◆ **PROBLEMS AND TASKS**
**1.** In the post on marking literature papers, explain why the writer's second year of results was stronger than the first.
**2.** List every action that the post on marking literature papers says the writer or the writer's department has taken.
**3.** Please carry on the post on marking literature papers from the point where it stops.

━━━━━ PAGE EXTRACT ━━━━━

One of the benefits and curses of working in a small school
is the small number of students in an exam cohort. I can easily mark the whole year
group’s attempt at a question 2, but, at the same time, each student is the
equivalent of one percent. During the mock period I have marked every student’s
response to the unseen poetry element on the literature papers and it has made
me think a little bit differently in how we approach literature in general.
For two years, I have been trying to work out how the
literature papers are marked. Our first year was disappointed because students
were obsessed with A02 in the extract. Our second year was a marked improvement
and was incredibly strong, because we moved to focus on A01 rather than A02. Teaching
students that the extract is there for them to make some A02 comment and that
the answer to question doesn’t sit in the extract has had a big impact for us.
The extract is often a crutch for students because they see it as a way to analyse
to death an extract or link the extract to everything in the story.

━━━━━ GIVEN ENTRIES ━━━━━

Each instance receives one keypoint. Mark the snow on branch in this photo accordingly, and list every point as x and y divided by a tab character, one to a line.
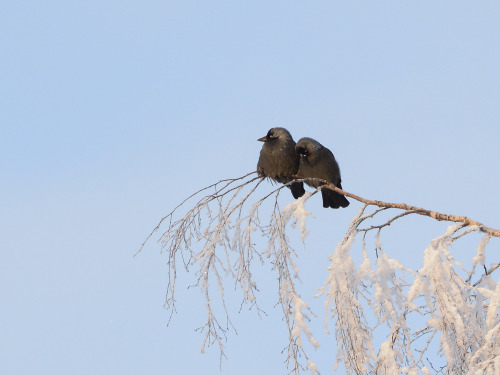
387	318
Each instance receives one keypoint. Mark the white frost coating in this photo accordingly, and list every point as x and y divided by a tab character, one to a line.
449	299
387	359
493	307
298	210
481	249
300	325
342	303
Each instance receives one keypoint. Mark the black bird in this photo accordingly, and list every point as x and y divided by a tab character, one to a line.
278	159
317	161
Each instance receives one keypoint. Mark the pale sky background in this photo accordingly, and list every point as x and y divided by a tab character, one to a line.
112	112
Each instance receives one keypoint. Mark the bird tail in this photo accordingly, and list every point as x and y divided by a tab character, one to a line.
333	199
297	189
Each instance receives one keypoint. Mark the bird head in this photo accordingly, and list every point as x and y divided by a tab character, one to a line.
277	133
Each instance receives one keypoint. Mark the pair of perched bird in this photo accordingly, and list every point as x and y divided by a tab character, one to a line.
284	161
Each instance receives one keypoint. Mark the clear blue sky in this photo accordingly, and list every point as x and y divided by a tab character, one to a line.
112	112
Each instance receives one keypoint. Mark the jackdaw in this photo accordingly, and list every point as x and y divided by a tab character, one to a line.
278	159
317	161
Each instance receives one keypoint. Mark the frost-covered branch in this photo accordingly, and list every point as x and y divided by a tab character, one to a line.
388	318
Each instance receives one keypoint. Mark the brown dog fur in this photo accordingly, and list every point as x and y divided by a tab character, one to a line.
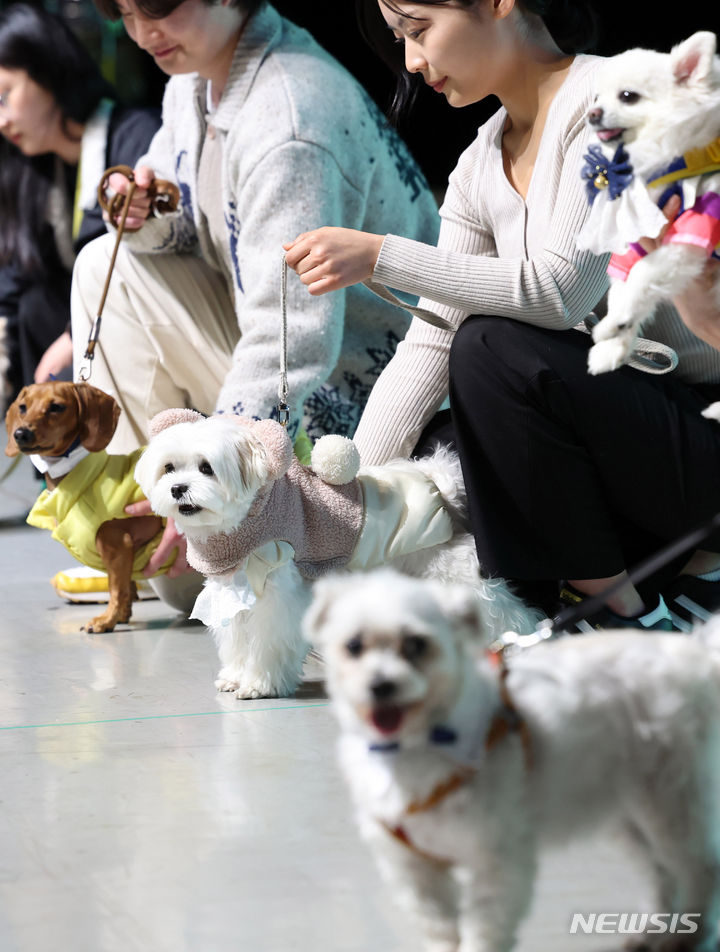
47	418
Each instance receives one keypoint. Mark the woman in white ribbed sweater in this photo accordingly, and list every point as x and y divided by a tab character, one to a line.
569	477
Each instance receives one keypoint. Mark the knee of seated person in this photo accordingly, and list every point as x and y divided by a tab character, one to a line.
479	335
92	261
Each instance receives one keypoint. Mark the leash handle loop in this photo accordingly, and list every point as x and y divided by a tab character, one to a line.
164	197
283	407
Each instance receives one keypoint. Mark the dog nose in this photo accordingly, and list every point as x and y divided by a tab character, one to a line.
382	688
23	435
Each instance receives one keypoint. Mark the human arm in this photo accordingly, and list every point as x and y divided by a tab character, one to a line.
166	157
56	358
698	305
171	540
554	285
329	259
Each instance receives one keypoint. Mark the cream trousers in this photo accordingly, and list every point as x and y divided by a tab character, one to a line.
167	334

━━━━━

◆ **ANSWERS FOR THE EXERCISE**
**1.** The second year improved because the teaching shifted its focus to A01 rather than A02. The first year had disappointed because students were obsessed with A02 in the extract.

**2.**
- Marked every student's response to the unseen poetry element on the literature papers during the mock period
- Spent two years trying to work out how the literature papers are marked
- Moved the focus to A01 rather than A02
- Taught students that the extract is there for them to make some A02 comment and that the answer to the question doesn't sit in the extract

**3.**
In marking one hundred and so unseen poetry extracts, I have
spotted a common problem and understood something that affects the majority of
literature questions. The development of ideas. We all know the problem with
PEE and its hydra like kin, but there is a problem of students stepping up and
moving away from this. I have liked the use of how/what/ why structure and
varied it to include this format:
Dickens presents the divide in society as …
Dickens uses …
Dickens teaches us …
That way students keep coming back to the writer. The writer
often gets lost in a rabbit warren of explanation as a student connotes to
death a word. This approach, however, has worked for some weaker students as
they are ten poles for an idea. The
start, middle and end keep the focus on the writer and his or her intent. Overall,
I have found this really helpful for getting students to Band 3, providing they
explain an idea in some detail.
The problem I find is with bright students getting out of
Band 3, as they tend to be stuck on PEE repetition. A typical paragraph tends
to go PEEPEEPEEPEE. They list points rather than develop them. Those points
might be different points or different examples of the same thing, but there is
no development of ideas. Point. Evidence. Explain. Repeat. It is interesting
how students don’t get out of the PEE cycle easily when it is pointed out to
them.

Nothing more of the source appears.